What the task requires
Retype every line from the one containing "target: <item>white background</item>" through the last line of the records below, both included; leave out the pictures.

Records for the task
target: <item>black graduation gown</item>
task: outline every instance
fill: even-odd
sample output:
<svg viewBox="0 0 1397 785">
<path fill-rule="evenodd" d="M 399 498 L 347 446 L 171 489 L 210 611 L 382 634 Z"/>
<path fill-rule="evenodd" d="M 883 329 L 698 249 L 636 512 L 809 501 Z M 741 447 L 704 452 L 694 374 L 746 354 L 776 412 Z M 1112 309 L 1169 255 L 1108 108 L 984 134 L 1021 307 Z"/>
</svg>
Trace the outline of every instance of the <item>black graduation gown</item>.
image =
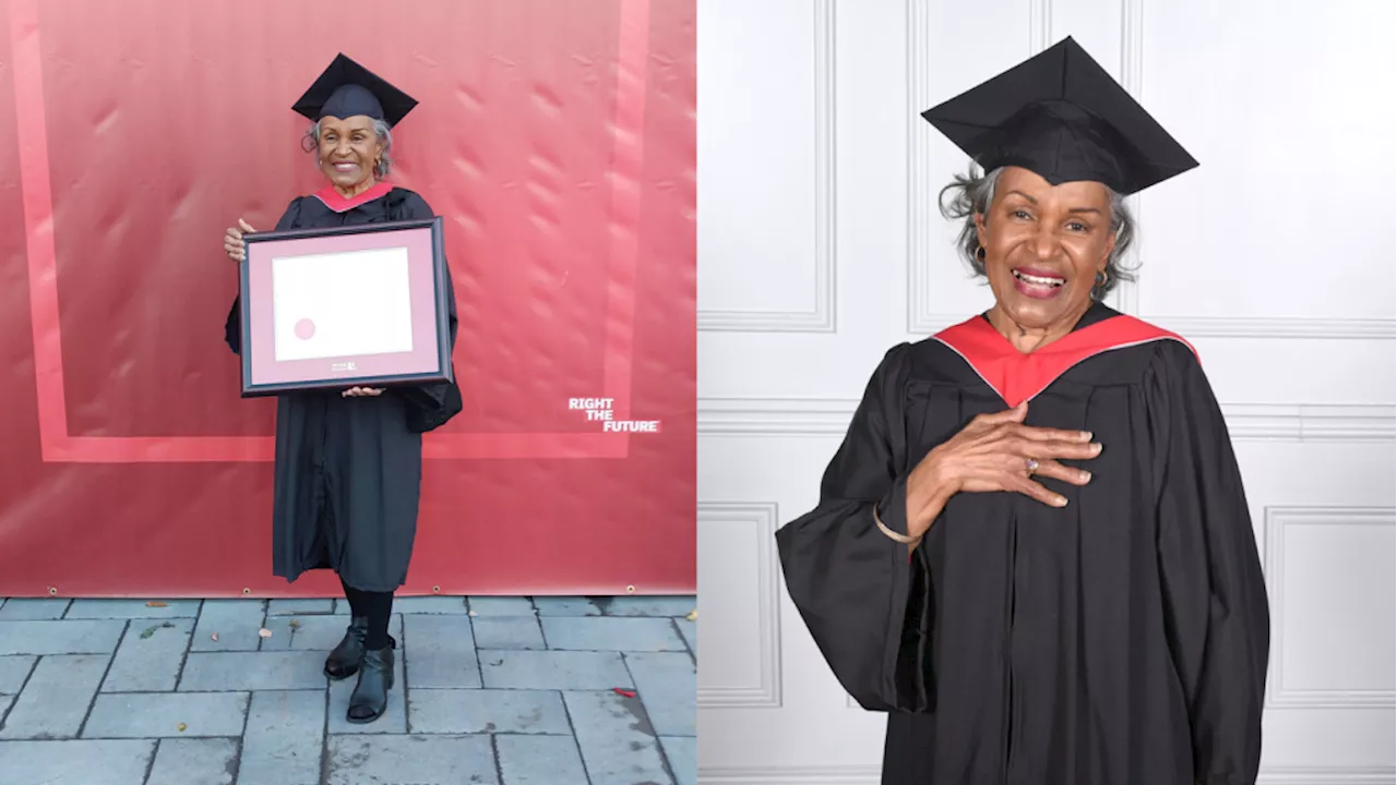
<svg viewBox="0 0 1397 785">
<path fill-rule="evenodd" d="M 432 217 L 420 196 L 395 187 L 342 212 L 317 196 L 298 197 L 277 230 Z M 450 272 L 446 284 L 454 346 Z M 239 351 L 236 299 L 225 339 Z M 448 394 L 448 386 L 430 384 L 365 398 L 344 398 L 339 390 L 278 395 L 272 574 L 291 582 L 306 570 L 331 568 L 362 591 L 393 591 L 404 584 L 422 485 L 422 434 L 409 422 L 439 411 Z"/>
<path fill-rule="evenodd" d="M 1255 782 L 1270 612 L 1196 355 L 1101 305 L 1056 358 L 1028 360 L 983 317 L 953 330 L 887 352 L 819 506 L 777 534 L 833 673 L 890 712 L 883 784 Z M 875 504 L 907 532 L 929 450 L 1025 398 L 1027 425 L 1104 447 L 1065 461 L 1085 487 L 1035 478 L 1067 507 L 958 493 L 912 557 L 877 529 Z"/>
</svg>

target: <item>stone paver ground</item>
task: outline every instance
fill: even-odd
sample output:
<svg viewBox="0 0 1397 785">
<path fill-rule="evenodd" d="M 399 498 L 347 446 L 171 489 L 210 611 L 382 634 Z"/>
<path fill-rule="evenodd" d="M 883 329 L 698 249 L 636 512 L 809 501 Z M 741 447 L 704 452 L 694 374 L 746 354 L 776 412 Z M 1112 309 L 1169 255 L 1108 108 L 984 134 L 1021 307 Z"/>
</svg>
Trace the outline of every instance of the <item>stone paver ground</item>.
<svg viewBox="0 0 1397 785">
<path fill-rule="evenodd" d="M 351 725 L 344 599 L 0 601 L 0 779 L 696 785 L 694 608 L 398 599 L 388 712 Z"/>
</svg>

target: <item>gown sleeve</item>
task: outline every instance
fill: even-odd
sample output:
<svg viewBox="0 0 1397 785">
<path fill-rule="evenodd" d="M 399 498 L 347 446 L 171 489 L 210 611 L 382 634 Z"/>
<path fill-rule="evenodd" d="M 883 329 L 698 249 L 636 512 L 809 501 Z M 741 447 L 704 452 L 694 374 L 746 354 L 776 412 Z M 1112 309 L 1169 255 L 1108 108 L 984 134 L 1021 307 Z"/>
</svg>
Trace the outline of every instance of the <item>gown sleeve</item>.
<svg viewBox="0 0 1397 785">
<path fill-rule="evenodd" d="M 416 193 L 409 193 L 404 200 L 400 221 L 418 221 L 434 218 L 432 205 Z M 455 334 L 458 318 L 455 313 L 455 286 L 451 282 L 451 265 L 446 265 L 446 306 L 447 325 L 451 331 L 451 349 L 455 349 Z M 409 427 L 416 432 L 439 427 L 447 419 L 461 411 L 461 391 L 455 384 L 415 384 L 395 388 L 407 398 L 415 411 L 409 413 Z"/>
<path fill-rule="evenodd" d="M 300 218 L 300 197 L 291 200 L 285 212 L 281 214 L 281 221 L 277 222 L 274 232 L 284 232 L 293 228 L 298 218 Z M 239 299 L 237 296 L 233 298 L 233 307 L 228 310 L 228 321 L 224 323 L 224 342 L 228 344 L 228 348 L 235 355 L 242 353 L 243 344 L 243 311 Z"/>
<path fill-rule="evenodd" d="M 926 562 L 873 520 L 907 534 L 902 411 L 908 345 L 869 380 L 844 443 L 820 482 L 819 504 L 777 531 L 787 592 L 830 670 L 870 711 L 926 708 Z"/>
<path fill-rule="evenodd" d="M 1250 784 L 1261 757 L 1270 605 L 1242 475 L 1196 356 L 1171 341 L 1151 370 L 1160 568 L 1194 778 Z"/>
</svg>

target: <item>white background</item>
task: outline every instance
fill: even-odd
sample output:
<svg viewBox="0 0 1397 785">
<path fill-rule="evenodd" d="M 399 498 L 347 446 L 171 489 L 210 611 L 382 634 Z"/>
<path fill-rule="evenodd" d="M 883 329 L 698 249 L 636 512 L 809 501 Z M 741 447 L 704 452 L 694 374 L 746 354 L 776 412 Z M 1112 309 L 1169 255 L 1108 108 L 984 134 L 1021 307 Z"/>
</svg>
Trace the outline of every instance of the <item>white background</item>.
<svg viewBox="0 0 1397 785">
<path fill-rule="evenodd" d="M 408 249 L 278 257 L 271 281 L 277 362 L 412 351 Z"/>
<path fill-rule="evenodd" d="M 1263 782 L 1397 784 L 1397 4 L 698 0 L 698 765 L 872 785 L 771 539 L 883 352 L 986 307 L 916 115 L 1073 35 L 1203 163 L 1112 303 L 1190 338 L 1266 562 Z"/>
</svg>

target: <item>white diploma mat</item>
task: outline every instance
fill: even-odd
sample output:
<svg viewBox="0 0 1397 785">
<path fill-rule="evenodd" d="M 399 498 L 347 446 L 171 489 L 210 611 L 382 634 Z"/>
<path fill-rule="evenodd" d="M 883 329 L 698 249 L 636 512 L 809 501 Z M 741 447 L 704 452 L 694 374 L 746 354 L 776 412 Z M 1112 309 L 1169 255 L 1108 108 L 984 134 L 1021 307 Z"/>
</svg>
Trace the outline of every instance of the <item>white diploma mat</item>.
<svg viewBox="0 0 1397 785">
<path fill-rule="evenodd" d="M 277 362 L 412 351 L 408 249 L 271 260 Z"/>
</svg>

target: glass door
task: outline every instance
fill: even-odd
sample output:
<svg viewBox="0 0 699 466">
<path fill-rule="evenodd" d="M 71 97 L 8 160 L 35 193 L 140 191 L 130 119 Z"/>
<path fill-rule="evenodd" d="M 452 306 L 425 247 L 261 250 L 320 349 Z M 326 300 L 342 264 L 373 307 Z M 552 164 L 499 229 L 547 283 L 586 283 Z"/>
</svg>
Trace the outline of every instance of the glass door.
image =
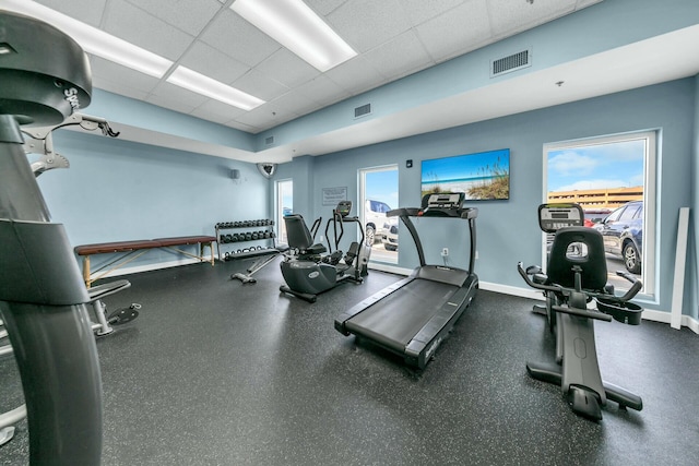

Result below
target: <item>white background</item>
task: outline every instance
fill: even-odd
sample output:
<svg viewBox="0 0 1397 785">
<path fill-rule="evenodd" d="M 399 498 L 347 446 L 171 489 L 210 611 L 382 634 Z"/>
<path fill-rule="evenodd" d="M 883 329 L 698 249 L 636 512 L 809 501 Z M 741 447 L 704 452 L 694 374 L 746 354 L 776 412 Z M 1112 309 L 1169 255 L 1108 108 L 984 134 L 1021 307 Z"/>
</svg>
Trace the outline of every instance of the <item>white background</item>.
<svg viewBox="0 0 1397 785">
<path fill-rule="evenodd" d="M 408 249 L 278 257 L 271 281 L 277 362 L 412 351 Z"/>
<path fill-rule="evenodd" d="M 1263 782 L 1397 784 L 1397 4 L 698 0 L 698 765 L 872 785 L 771 539 L 883 352 L 986 307 L 916 115 L 1073 35 L 1203 163 L 1112 303 L 1190 338 L 1266 562 Z"/>
</svg>

target: <item>white diploma mat</item>
task: outline every instance
fill: even-odd
sample output:
<svg viewBox="0 0 1397 785">
<path fill-rule="evenodd" d="M 399 498 L 347 446 L 171 489 L 210 611 L 382 634 Z"/>
<path fill-rule="evenodd" d="M 883 329 L 698 249 L 636 512 L 809 501 Z M 741 447 L 704 452 L 694 374 L 746 354 L 776 412 Z M 1112 309 L 1169 255 L 1108 108 L 984 134 L 1021 307 Z"/>
</svg>
Trace the outline of every instance of the <item>white diploma mat</item>.
<svg viewBox="0 0 1397 785">
<path fill-rule="evenodd" d="M 277 362 L 412 351 L 408 249 L 271 260 Z"/>
</svg>

target: glass door
task: outline every instance
fill: even-odd
sample output:
<svg viewBox="0 0 699 466">
<path fill-rule="evenodd" d="M 71 97 L 8 160 L 35 193 L 140 191 L 130 119 Z"/>
<path fill-rule="evenodd" d="M 452 306 L 425 247 L 261 250 L 320 349 Z M 326 300 L 342 264 L 373 307 Z M 552 164 L 499 229 L 547 283 L 586 283 Z"/>
</svg>
Trace the outline of every instance of the glass door.
image =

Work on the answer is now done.